━━ Supplied records

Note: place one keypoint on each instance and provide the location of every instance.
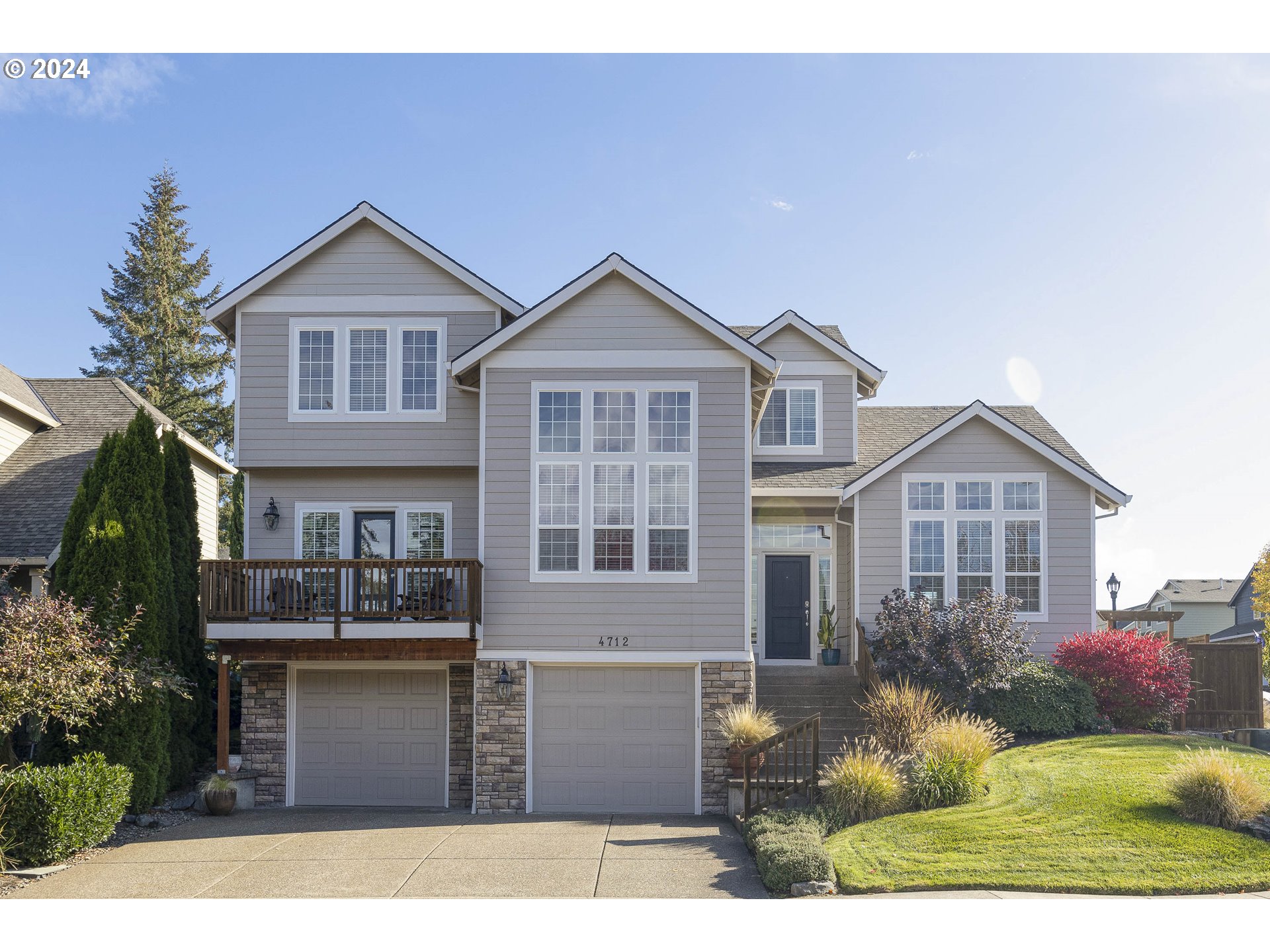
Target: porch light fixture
(272, 516)
(503, 686)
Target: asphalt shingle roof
(884, 430)
(40, 477)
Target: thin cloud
(114, 85)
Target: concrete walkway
(378, 853)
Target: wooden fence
(784, 764)
(1226, 688)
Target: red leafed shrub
(1137, 677)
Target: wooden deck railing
(342, 590)
(784, 764)
(865, 669)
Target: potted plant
(828, 637)
(745, 725)
(220, 793)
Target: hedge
(54, 811)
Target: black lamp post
(272, 516)
(1114, 588)
(503, 686)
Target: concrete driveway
(378, 853)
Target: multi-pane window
(973, 556)
(1023, 563)
(419, 370)
(790, 418)
(317, 370)
(367, 370)
(558, 517)
(976, 494)
(560, 422)
(1020, 495)
(669, 517)
(614, 517)
(669, 422)
(613, 422)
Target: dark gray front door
(788, 633)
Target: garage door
(370, 738)
(615, 739)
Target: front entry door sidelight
(788, 630)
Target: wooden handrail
(341, 590)
(781, 766)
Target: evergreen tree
(160, 346)
(192, 739)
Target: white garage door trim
(294, 666)
(529, 719)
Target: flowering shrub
(959, 651)
(1137, 677)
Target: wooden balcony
(341, 598)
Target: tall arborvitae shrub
(125, 551)
(190, 717)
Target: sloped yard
(1080, 815)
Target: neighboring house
(50, 432)
(1205, 602)
(516, 557)
(1249, 623)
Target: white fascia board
(218, 311)
(793, 319)
(614, 264)
(978, 409)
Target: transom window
(790, 419)
(994, 550)
(633, 476)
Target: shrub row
(50, 813)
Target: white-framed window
(792, 420)
(345, 367)
(992, 539)
(621, 457)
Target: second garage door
(615, 739)
(370, 738)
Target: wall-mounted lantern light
(503, 686)
(272, 516)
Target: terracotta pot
(220, 803)
(756, 761)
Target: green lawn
(1081, 815)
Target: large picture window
(621, 457)
(980, 545)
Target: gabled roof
(220, 313)
(869, 375)
(17, 393)
(614, 264)
(890, 434)
(40, 477)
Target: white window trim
(346, 524)
(586, 459)
(343, 325)
(951, 516)
(818, 450)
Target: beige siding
(978, 447)
(365, 260)
(702, 616)
(207, 498)
(615, 314)
(15, 429)
(359, 485)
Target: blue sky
(1101, 221)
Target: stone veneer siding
(722, 683)
(501, 739)
(263, 730)
(461, 735)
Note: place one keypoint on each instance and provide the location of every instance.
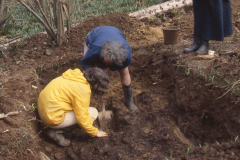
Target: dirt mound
(179, 113)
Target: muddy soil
(185, 111)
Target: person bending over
(64, 102)
(107, 48)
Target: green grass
(29, 25)
(25, 26)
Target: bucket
(170, 34)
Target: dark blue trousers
(213, 19)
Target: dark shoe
(127, 91)
(195, 46)
(203, 48)
(57, 135)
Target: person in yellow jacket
(64, 102)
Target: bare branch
(45, 17)
(2, 21)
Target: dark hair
(98, 80)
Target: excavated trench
(176, 111)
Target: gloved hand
(101, 134)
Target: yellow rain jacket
(71, 91)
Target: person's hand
(106, 69)
(101, 134)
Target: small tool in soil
(104, 117)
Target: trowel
(104, 117)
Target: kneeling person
(64, 102)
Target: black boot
(127, 91)
(57, 135)
(195, 46)
(203, 48)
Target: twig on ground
(229, 90)
(37, 134)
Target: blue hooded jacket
(94, 41)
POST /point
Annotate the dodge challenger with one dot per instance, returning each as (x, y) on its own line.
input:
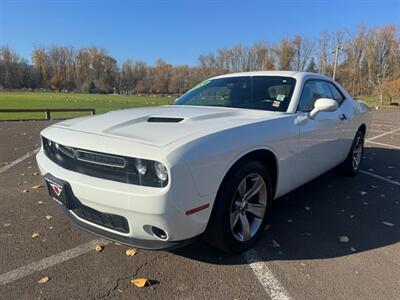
(208, 165)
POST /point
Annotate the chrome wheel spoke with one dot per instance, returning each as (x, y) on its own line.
(257, 210)
(258, 184)
(355, 161)
(242, 188)
(246, 217)
(234, 219)
(245, 227)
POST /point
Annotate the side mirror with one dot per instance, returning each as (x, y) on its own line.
(323, 104)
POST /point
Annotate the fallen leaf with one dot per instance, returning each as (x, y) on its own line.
(44, 280)
(275, 244)
(140, 282)
(37, 186)
(130, 252)
(387, 223)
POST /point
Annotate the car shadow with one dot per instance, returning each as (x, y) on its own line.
(309, 222)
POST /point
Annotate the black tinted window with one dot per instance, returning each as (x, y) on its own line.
(336, 94)
(272, 93)
(312, 91)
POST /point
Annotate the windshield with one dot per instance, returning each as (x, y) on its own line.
(271, 93)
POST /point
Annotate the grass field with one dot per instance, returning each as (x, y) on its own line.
(102, 103)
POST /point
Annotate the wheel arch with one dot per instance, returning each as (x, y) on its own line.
(264, 155)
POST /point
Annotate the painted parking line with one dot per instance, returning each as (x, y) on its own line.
(18, 160)
(264, 275)
(49, 261)
(383, 134)
(385, 145)
(380, 177)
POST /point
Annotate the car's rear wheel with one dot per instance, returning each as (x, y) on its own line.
(353, 161)
(239, 212)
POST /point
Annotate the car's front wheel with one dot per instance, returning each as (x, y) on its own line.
(239, 212)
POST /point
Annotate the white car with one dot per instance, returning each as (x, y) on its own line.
(209, 165)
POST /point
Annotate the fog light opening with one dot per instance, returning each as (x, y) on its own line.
(159, 233)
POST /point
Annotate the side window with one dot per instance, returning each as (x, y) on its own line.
(336, 94)
(312, 91)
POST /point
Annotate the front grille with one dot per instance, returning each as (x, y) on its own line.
(101, 165)
(111, 221)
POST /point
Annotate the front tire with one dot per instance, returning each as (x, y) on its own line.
(353, 161)
(240, 209)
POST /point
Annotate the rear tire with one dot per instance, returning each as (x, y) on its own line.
(240, 209)
(353, 161)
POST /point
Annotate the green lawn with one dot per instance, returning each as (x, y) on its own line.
(102, 103)
(371, 101)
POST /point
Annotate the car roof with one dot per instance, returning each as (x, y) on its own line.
(295, 74)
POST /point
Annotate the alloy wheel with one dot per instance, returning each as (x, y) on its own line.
(248, 207)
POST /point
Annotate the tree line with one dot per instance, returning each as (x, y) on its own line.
(366, 61)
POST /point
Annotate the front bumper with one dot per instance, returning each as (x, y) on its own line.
(141, 206)
(129, 241)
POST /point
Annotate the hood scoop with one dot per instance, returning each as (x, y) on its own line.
(164, 120)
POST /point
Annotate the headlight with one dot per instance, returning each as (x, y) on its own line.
(107, 166)
(141, 166)
(161, 171)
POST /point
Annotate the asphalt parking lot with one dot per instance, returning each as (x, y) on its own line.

━━━━

| What you are asked to do |
When copying the records above, please match them exactly but leave out all pictures.

| Answer area |
Note: place one keypoint on each instance and provide the location of every instance.
Target: porch light fixture
(272, 516)
(503, 686)
Target: asphalt shingle roof
(884, 430)
(40, 477)
Target: thin cloud
(114, 85)
Target: concrete walkway
(378, 853)
Target: wooden fence
(784, 764)
(1226, 688)
Target: red leafed shrub
(1137, 677)
Target: wooden deck railing
(342, 590)
(784, 764)
(865, 669)
Target: potted plant
(828, 637)
(745, 725)
(220, 793)
Target: hedge
(54, 811)
Target: black lamp post
(272, 516)
(1114, 588)
(503, 686)
Target: concrete driveway
(378, 853)
Target: multi-pane window
(973, 556)
(1023, 563)
(419, 370)
(790, 418)
(317, 370)
(367, 370)
(558, 517)
(976, 494)
(560, 422)
(1020, 495)
(669, 517)
(614, 517)
(669, 422)
(613, 422)
Target: dark gray front door
(788, 633)
Target: garage door
(370, 738)
(615, 739)
Target: front entry door sidelight
(788, 630)
Target: wooden handrail
(341, 590)
(781, 766)
Target: evergreen tree
(160, 346)
(192, 739)
Target: white garage door trim
(294, 666)
(529, 719)
Target: flowering shrub
(959, 651)
(1137, 677)
Target: wooden balcony
(341, 598)
Target: tall arborvitae shrub
(125, 551)
(190, 717)
Target: sloped yard
(1080, 815)
Target: neighboring house
(50, 432)
(1205, 602)
(516, 557)
(1249, 623)
Target: white fascia board
(218, 311)
(793, 319)
(614, 264)
(978, 409)
Target: transom window
(790, 419)
(994, 550)
(633, 476)
Target: shrub row
(50, 813)
Target: white-framed window
(792, 420)
(345, 367)
(992, 539)
(621, 457)
Target: second garage door
(615, 739)
(370, 738)
Target: wall-mounted lantern light
(503, 686)
(272, 516)
Target: terracotta pot
(220, 803)
(756, 761)
Target: green lawn
(1081, 815)
Target: large picture window
(621, 457)
(980, 545)
Target: gabled roof
(220, 313)
(869, 375)
(17, 393)
(614, 264)
(890, 434)
(40, 477)
Target: white window trim
(346, 524)
(586, 459)
(343, 325)
(951, 516)
(818, 450)
Target: beige siding
(978, 447)
(365, 260)
(702, 616)
(207, 498)
(615, 314)
(15, 429)
(359, 485)
Target: blue sky
(1101, 221)
Target: stone veneer siding
(722, 683)
(501, 739)
(263, 730)
(461, 735)
Note: place one keypoint on each instance and provide the location of every instance.
Target: dirt mound
(179, 113)
Target: muddy soil
(185, 111)
Target: person bending over
(64, 102)
(107, 48)
Target: green grass
(29, 25)
(25, 26)
Target: bucket
(170, 34)
Target: dark blue trousers
(213, 19)
Target: dark shoe
(127, 91)
(195, 46)
(203, 48)
(57, 135)
Target: person in yellow jacket
(64, 102)
Target: bare branch
(45, 17)
(2, 21)
Target: dark hair
(98, 80)
Target: excavated trench
(176, 111)
Target: gloved hand
(101, 134)
Target: yellow rain jacket
(71, 91)
Target: person's hand
(106, 69)
(101, 134)
Target: small tool in soil
(104, 117)
Target: trowel
(104, 117)
Target: kneeling person
(64, 102)
Target: black boot
(127, 91)
(57, 135)
(195, 46)
(203, 48)
Target: twig on ground
(229, 90)
(37, 134)
Target: blue hooded jacket
(94, 41)
POST /point
Annotate the dodge challenger with one dot per instance, returning each as (x, y) on its own line.
input:
(208, 165)
POST /point
Annotate the chrome wheel spoke with one dot per instance, returning each as (x, y) on its own line.
(257, 210)
(258, 184)
(355, 161)
(242, 188)
(246, 217)
(234, 219)
(245, 227)
POST /point
Annotate the side mirror with one dot per instance, returning each as (x, y) on its own line.
(323, 104)
POST /point
Annotate the fallen leaf with one dot per instance, returning each as (x, y) on its own line.
(44, 280)
(275, 244)
(140, 282)
(37, 186)
(130, 252)
(387, 223)
POST /point
Annotate the car shadow with one dot per instance, returning each as (x, y) on its own line.
(309, 222)
POST /point
Annotate the black tinted window with one dot per instance, returning each as (x, y) on its own line.
(336, 94)
(272, 93)
(312, 91)
POST /point
Annotate the windshield with one dot per instance, returning each as (x, y) on its own line.
(271, 93)
POST /point
Annotate the grass field with one dot per instance, returning each as (x, y) on its own line.
(102, 103)
POST /point
Annotate the wheel arch with one dot per instance, returning each as (x, y) on its own line.
(264, 155)
POST /point
Annotate the painted parking line with one dot per instance, returning each as (x, y) on its own line.
(18, 160)
(264, 275)
(49, 261)
(383, 134)
(385, 145)
(380, 177)
POST /point
Annotate the car's rear wheel with one dot per instance, returning each as (x, y) on its own line.
(353, 161)
(239, 212)
POST /point
Annotate the car's front wheel with one dot per instance, returning each as (x, y) on its own line.
(239, 212)
POST /point
Annotate the white car with one dot per instance, returning each as (x, y) on its own line.
(209, 165)
POST /point
Annotate the fog light opening with one dot per instance, returning each as (x, y) on its own line.
(159, 233)
POST /point
Annotate the side window with one dot per instance, returning each as (x, y) on its own line.
(336, 94)
(312, 91)
POST /point
Annotate the front grille with one dot per instance, returning each as (x, y) on its own line.
(101, 165)
(111, 221)
POST /point
Annotate the front tire with one dot per instance, returning each as (x, y) on its own line.
(353, 161)
(240, 209)
POST /point
Annotate the rear tire with one dot per instance, returning each as (x, y) on its own line.
(240, 209)
(353, 161)
POST /point
Annotate the green lawn with one dot per instance, returning each as (x, y) on its own line.
(102, 103)
(371, 101)
POST /point
Annotate the car roof with one dot per instance, returning each as (x, y) on its own line.
(295, 74)
POST /point
Annotate the alloy wheel with one dot per instance, returning each as (x, y) on its own line.
(248, 207)
POST /point
Annotate the tree line with one dot per instance, returning each as (x, y) on its own line.
(366, 61)
POST /point
Annotate the front bumper with one dot per instance, returning each as (x, y) on its own line.
(141, 206)
(129, 241)
POST /point
Annotate the hood scoop with one dot per instance, returning each as (x, y) on its own line.
(164, 120)
POST /point
Annotate the headlight with one dot per instance, returning each as (x, y) on its own line.
(107, 166)
(141, 166)
(161, 171)
POST /point
Annotate the asphalt parking lot with one dot per instance, returning each as (x, y) on its own line.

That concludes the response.